-- BEGIN Selected text --

In CUDA, kernel functions are always void
.
If you want to return a single value from a kernel, you have to write it into a „result“ pointer that is passed to the kernel. Sketched here, as an example:
extern "C"
__global__ void computeSomething(, ..., int *result)
{
int index = blockIdx.x * blockDim.x + threadIdx.x;
// ...
if (index == 0) result[0] = 12345;
}
On host side, there is some boilerplate code involved: You have to allocate (device) memory for that, and afterwards, copy it back to the host.
// Allocate memory for the result (a single int value)
CUdeviceptr resultPointer = new CUdeviceptr();
cuMemAlloc(resultPointer, 1 * Sizeof.INT);
// Set up the kernel parameters. The last parameter
// is the "result" pointer
Pointer kernelParameters = Pointer.to(
...
Pointer.to(resultPointer)
);
// Call the kernel function. This will write
// a single value into the "result" pointer
cuLaunchKernel(function, gx, 0, 0, bx, 0, 0,
0, null, kernelParameters, null);
cuCtxSynchronize();
// Copy the value from the result pointer to a host array
int resultArray[] = new int[1];
cuMemcpyDtoH(Pointer.to(resultArray), resultPointer, 1 * Sizeof.INT);
This is cumbersome, indeed. But note that this is not related to JCuda. In CUDA-C, you basically have to do the same thing when using the driver API.

-- END Selected text --
-- BEGIN Extracted records --

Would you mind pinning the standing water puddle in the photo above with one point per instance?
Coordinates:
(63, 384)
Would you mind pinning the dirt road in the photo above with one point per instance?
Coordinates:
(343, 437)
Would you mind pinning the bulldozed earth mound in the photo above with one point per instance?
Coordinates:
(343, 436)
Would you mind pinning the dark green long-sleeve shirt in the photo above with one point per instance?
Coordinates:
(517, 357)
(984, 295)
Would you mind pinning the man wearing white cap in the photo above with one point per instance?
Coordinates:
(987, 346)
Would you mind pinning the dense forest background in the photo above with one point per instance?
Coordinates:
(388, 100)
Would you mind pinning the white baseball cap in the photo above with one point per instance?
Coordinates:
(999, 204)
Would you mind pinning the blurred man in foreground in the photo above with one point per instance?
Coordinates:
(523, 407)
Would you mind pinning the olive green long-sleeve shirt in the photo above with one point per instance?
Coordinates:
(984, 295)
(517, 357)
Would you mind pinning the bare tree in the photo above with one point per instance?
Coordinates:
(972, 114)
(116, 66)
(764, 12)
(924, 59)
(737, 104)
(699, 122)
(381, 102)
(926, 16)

-- END Extracted records --

▶ _Tasks_
(a) Which functions whose names begin with "cu" are called in the host-side code of the CUDA kernel post? List each one in the order it appears.
(b) Can you transcribe the part of the CUDA kernel post that opens with the words containing "If you want" and closes with "to the host."?
(c) Could you pick up the forum post about returning a value from a CUDA kernel and continue it from the point where it ends?

▶ _Answers below_
(a) cuMemAlloc, cuLaunchKernel, cuCtxSynchronize, cuMemcpyDtoH

(b)
If you want to return a single value from a kernel, you have to write it into a „result“ pointer that is passed to the kernel. Sketched here, as an example:
extern "C"
__global__ void computeSomething(, ..., int *result)
{
int index = blockIdx.x * blockDim.x + threadIdx.x;
// ...
if (index == 0) result[0] = 12345;
}
On host side, there is some boilerplate code involved: You have to allocate (device) memory for that, and afterwards, copy it back to the host.

(c)
Also note that you have to be very careful about what you are doing with this (single!) result variable in the kernel. If you have to keep in mind that the kernel is executed by thousands of threads at once. You may have noticed that I wrote this in the kernel:
if (index == 0) result[0] = 12345;
If you just wrote
result[0] = someResult;
then all the threads would write to the same memory location, at the same time, which would basically produce unpredictable results…
(EDIT: BTW: Everything fine - the default language for the project support forums here is English )